• Assigned task
Looking at the records below, say how many lines include "Trace", and add nothing else.

• Dataset records
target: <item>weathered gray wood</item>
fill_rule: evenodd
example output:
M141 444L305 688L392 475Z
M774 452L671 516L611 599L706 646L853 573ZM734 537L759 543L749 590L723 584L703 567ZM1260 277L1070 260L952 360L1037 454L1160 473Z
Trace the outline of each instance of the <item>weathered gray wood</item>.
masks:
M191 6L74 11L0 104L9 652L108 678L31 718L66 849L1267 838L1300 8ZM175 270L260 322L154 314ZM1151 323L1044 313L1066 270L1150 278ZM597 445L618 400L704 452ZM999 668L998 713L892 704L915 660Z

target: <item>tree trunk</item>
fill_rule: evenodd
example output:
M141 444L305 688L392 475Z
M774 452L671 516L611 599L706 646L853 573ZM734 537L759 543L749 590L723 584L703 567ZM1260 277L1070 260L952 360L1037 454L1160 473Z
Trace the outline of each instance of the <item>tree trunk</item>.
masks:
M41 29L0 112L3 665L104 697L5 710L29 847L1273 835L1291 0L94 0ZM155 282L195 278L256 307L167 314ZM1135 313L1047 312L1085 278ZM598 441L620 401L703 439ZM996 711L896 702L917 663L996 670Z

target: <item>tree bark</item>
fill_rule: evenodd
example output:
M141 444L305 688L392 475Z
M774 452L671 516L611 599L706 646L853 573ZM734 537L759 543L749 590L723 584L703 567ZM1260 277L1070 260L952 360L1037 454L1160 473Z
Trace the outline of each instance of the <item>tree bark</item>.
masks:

• Exercise solution
3